Substitute "gray jacket" for every "white shirt" in the material below and reproduce it with no other change. Leave out the pictures.

##### Exercise data #####

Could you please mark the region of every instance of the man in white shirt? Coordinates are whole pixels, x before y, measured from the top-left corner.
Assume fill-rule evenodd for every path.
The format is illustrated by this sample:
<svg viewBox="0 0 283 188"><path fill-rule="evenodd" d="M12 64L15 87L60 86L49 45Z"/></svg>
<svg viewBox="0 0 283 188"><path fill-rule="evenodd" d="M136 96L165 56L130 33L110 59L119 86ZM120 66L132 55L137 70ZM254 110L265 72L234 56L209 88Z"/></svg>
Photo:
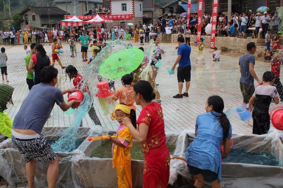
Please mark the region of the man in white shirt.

#####

* Solution to the problem
Could you please mark the region of every instance of the man in gray jacket? Coordinates are whole pixels, x before y, measured from the top-left corner.
Assume fill-rule evenodd for every path.
The format is illustrated by this sample:
<svg viewBox="0 0 283 188"><path fill-rule="evenodd" d="M12 64L15 87L60 86L49 45Z"/></svg>
<svg viewBox="0 0 283 188"><path fill-rule="evenodd" d="M136 96L165 56L130 33L110 59L119 86ZM120 66L132 55L137 70ZM254 110L265 72L234 56L209 88Z"/></svg>
Photo:
Please mark the region of the man in gray jacket.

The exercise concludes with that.